== Extrait fourni ==

Le rêve olympique de Gregory Uyttenhove

Si tous les regards sont évidemment fixés sur les prestations des Red Lions lors de cette Coupe du monde, un autre Belge joue lui aussi extrêmement gros, en Inde, durant ce même tournoi. En effet, Gregory Uyttenhove, l’arbitre belge nº1, a entamé sa longue route vers une désignation pour les Jeux de Tokyo en 2020. Ce qui constituerait une remarquable performance puisque plus aucun de nos compatriotes n’a reçu cet honneur, chez les hommes, depuis les JO de Sydney, en 2000, avec Eric Denis, dernier arbitre belge aussi à avoir officié en Coupe du monde. C’était en 1998, à Utrecht.

A Bhubaneswar, le Gantois se sent comme un poisson dans l’eau. Epanoui et en pleine forme, il sait qu’il est attendu lors de ce tournoi et que rien n’est jamais acquis dans l’arbitrage. Il faut sans cesse prouver et démontrer ses qualités mais surtout sa maîtrise du match et de ses acteurs. « A ce niveau, nous sommes tous au point techniquement et au niveau du règlement. C’est la gestion des rencontres et la psychologie affichée qui sont déterminantes. Chaque duel est différent et il faut tenir compte de très nombreux facteurs lorsque l’on officie. Jusqu’ici, je suis assez satisfait de mes prestations. Dans ce tournoi, l’analyse des matchs est très poussée et porte toujours sur ce qu’on doit améliorer. Nous n’avons donc pas le temps de nous reposer sur nos lauriers. Je me sens très bien physiquement et mentalement, et je vis intensément le tournoi. »

===
== Section des données ==

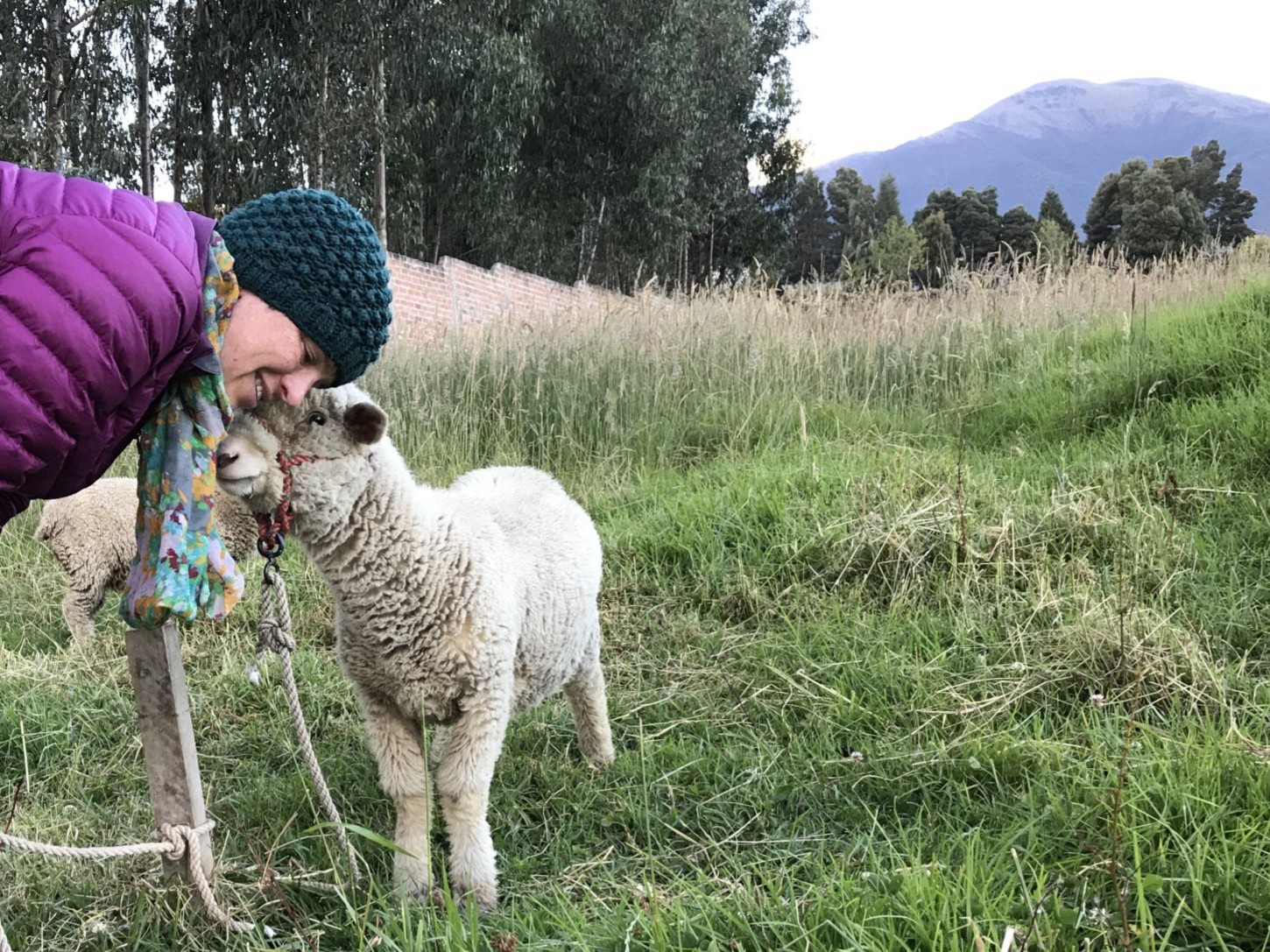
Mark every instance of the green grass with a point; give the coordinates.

===

### Travail demandé
Reprenez l'article sur l'arbitre belge Gregory Uyttenhove à partir de sa dernière phrase et poursuivez-en la rédaction.

### Résultat
L’« arbitre de l’année » 2018 a réussi un début de tournoi d’excellente facture. Il a déjà officié deux fois pour la vidéo et deux fois sur le terrain (lors d’Angleterre – Chine et de Malaisie – Pakistan) et il espère pouvoir aller le plus loin possible dans la compétition pour gagner un maximum de points pour continuer à grimper dans la hiérarchie mondiale. « Je ne considère certainement pas cette Coupe du monde comme une étape vers les JO. C’est le plus grand tournoi de hockey au monde. A ce titre, mon attention est entièrement focalisée sur la compétition et, pour être totalement honnête, je ne pense pas à un seul instant à Tokyo à l’heure actuelle. »

Mais pour atteindre ce niveau, comme pour les joueurs, cela demande une abnégation totale à l’avocat bruxellois qui sera papa, pour la seconde fois, en janvier, et qui arbitre déjà depuis 20 ans en Division d’honneur. « Je ne cache pas que cela devient de plus en plus difficile de combiner l’arbitrage et mes obligations professionnelles. La durée du tournoi et la longue préparation pour y arriver requièrent d’importants sacrifices professionnels et familiaux. C’est un défi et il faut être entouré de gens très compréhensifs et qui sont prêts à vous seconder pour y arriver. »

La préparation a donc été intense car les exigences sont énormes pour prester au plus haut niveau. « J’ai suivi l’exemple de Laurine Delforge (NDLR : la Belge, « meilleure arbitre du monde » en 2016, a dirigé la finale des JO de 2016 et celle de la Coupe du monde féminine 2018) avant les Jeux de Rio, explique Gregory Uyttenhove. Elle avait innové en optant pour une préparation très professionnelle. J’ai ainsi suivi six mois d’entraînement spécifiques pour les yeux et, plus particulièrement, des muscles situés derrière ceux-ci. Cela m’offre une vision plus claire sur la profondeur et mes yeux peuvent aussi suivre plus précisément un objet qui se déplace rapidement. A côté de cela, les arbitres se préparent également physiquement et mentalement pour les tournois majeurs avec des professionnels. »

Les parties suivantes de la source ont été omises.